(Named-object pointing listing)
● ● ● ● ●
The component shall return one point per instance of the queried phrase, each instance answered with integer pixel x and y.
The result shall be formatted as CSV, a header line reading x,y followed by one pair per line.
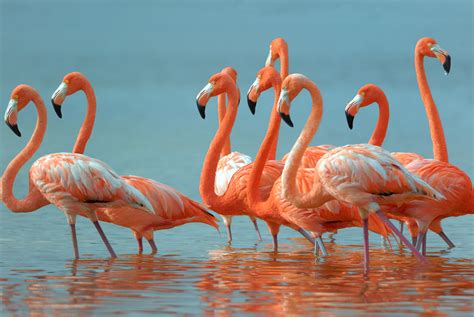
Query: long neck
x,y
88,124
263,154
221,110
34,199
378,136
316,196
440,150
208,173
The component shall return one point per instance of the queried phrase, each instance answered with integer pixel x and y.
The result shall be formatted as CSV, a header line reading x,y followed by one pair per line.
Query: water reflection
x,y
234,281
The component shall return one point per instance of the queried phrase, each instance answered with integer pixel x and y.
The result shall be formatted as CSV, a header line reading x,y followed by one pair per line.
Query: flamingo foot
x,y
256,229
154,249
140,245
74,240
387,222
306,235
320,242
104,239
446,239
275,243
● ● ● ● ●
- Your goal
Echo every line of the listing above verbatim, omitting the pictures from your output.

- Result of the task
The component shall return one point per instance of the queried phrase, each instance answered with integer pixel x and y.
The result shall be formatted as CSV, a header line reading x,y followed by one pair per line.
Query: long neck
x,y
88,124
263,154
221,110
34,199
378,136
316,196
440,150
208,173
The component shall return one point per instance of the queried phrase, each instance answered with integer pixel x and y.
The result shall be formatted as CSV, a header line reading x,y followed by one pair per line.
Query: water reflection
x,y
234,281
The component shall return one point per instance of the queried phrase, each instance answered with integer pixel x and y.
The result shall be formatted as CSV, a header line reading x,y followed by one pair per line.
Query: flamingo foot
x,y
256,229
154,249
140,245
74,240
387,222
306,235
320,242
104,239
446,239
275,243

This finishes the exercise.